▶ Selected excerpt:
'''
Fall is here, bringing cooler temperatures and shorter days. In the garden, it is time to start harvesting the few remaining summer crops, making room for cold hardy plants like garlic and onions. As the season changes and garden productivity wanes, soil that once housed a plethora of warm season plants can begin to look sparse. In the Pacific Northwest, where winters bring heavy rains, a garden left unprotected can lose not only substantial amounts of soil, but may also leach nutrients essential to plant health. For schools (and home gardeners like myself), time is a limited resource. Rather than losing your soil and replacing it next year, the most economical and efficient thing is to keep and improve upon the soil that you have. The best part about soil health? If you play your cards right, your garden will do the work of maintaining soil health for you.

Soil is an ecosystem. Healthy soil is home to a bustling biological community. Plants, microbes, fungi, insects, worms—together produce and then break down organic matter through processes such as predation, waste excretion, and decomposition. A thriving biological community is an excellent source of the nutrients your garden needs if it is going to produce tasty and delicious produce year after year. As the Farmers Guild puts it, “healthy soil is hungry soil.”
But how are you to know if your soil is healthy? One trick to get you started is simply to soil your undies. The soil your undies challenge does the work of measuring the biological activity of your soil for you!

Step 1: purchase a pair of 100% cotton underwear. Boxers? Briefs? You choose!
'''
Text-to-region grounding data
'''
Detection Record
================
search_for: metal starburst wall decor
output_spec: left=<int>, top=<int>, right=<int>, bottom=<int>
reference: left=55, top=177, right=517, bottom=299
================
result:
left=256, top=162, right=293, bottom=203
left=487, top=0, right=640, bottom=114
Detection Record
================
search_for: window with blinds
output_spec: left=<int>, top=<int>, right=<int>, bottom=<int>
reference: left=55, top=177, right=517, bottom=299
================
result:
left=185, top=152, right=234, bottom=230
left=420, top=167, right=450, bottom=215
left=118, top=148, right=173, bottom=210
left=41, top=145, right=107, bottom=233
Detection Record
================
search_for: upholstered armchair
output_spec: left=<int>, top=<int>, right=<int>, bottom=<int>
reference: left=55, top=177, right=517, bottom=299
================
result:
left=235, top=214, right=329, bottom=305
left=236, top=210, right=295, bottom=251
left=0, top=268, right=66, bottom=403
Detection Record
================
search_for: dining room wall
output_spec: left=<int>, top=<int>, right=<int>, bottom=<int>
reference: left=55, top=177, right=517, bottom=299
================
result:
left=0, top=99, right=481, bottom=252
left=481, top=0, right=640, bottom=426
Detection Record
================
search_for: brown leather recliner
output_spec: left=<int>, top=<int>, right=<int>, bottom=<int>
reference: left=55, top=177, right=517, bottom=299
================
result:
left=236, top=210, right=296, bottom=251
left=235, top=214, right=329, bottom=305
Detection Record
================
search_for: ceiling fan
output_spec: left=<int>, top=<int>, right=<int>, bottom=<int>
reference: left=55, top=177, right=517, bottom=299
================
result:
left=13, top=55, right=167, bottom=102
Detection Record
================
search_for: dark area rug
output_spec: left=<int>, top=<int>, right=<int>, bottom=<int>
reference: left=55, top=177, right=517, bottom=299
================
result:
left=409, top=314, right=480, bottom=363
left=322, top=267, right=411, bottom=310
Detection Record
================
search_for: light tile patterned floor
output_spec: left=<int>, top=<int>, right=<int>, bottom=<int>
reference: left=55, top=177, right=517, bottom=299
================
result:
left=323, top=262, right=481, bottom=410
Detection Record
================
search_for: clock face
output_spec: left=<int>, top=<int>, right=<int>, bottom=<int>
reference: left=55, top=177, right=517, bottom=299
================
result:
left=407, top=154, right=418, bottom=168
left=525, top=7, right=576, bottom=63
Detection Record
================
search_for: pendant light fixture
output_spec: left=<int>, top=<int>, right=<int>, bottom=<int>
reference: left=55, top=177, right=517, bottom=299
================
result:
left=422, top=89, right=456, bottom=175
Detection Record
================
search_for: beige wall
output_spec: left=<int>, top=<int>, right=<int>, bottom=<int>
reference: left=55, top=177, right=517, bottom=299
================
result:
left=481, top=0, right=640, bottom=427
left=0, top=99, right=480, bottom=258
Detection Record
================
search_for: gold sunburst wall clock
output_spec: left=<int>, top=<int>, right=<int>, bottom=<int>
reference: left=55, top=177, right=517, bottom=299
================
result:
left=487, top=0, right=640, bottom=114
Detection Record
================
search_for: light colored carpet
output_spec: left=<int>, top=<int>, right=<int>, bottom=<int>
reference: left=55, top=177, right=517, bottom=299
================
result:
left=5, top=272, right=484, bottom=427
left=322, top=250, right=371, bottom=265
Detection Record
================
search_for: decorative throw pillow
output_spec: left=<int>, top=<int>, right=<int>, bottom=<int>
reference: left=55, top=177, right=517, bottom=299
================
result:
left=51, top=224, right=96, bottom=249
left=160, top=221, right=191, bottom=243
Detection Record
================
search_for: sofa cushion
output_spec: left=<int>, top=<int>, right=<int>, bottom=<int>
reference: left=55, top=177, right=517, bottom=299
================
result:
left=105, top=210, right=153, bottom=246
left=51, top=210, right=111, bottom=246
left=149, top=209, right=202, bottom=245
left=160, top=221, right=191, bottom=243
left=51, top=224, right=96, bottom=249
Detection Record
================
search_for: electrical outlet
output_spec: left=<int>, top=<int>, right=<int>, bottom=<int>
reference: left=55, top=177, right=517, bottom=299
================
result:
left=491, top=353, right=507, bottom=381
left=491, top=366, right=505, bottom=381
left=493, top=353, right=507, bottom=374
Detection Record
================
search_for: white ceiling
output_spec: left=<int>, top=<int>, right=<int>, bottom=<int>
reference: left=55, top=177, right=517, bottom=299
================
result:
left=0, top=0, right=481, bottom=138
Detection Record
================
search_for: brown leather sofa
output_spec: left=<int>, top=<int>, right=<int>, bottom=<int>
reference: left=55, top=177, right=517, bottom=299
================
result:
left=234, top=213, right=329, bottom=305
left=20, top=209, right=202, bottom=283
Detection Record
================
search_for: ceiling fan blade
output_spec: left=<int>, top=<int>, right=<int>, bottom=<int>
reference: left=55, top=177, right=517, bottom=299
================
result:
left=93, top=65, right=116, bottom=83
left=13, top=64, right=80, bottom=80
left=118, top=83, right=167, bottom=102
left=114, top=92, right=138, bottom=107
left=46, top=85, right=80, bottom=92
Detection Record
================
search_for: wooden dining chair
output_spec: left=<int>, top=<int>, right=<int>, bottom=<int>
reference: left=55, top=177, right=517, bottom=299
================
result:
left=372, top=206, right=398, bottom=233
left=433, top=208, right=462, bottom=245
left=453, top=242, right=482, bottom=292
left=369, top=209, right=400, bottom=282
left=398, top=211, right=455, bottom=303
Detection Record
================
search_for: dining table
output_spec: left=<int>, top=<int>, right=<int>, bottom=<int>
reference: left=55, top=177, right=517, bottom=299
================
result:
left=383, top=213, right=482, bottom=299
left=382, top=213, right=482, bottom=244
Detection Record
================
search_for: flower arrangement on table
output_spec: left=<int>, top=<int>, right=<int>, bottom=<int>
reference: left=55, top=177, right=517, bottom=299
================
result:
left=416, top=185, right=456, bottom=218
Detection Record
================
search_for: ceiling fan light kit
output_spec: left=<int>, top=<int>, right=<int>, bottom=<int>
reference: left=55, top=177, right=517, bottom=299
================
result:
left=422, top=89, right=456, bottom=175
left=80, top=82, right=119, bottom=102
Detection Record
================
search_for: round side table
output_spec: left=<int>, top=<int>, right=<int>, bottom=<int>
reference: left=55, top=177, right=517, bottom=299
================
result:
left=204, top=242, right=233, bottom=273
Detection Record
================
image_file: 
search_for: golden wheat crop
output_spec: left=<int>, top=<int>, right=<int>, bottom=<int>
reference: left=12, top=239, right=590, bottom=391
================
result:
'''
▶ What you need to do:
1/ In the soil health article, condense the paragraph that begins "Soil is an ecosystem" into a short bulleted list that keeps its main facts.
2/ What kind of underwear does the soil health article say to buy in Step 1?
3/ Update a passage of the soil health article. Begin at the words "Soil is an ecosystem." and stop after "soil for you!", replacing "biological community" with "living community".
The records are not used in any of the tasks.

▶ Outputs for the tasks:
1/
- Soil is an ecosystem, and healthy soil hosts a busy biological community.
- Plants, microbes, fungi, insects and worms produce and break down organic matter through predation, waste excretion and decomposition.
- A thriving biological community supplies the nutrients a garden needs to produce good crops year after year.
- The Farmers Guild says, "healthy soil is hungry soil."

2/ A pair of 100% cotton underwear.

3/
Soil is an ecosystem. Healthy soil is home to a bustling living community. Plants, microbes, fungi, insects, worms—together produce and then break down organic matter through processes such as predation, waste excretion, and decomposition. A thriving living community is an excellent source of the nutrients your garden needs if it is going to produce tasty and delicious produce year after year. As the Farmers Guild puts it, “healthy soil is hungry soil.”
But how are you to know if your soil is healthy? One trick to get you started is simply to soil your undies. The soil your undies challenge does the work of measuring the biological activity of your soil for you!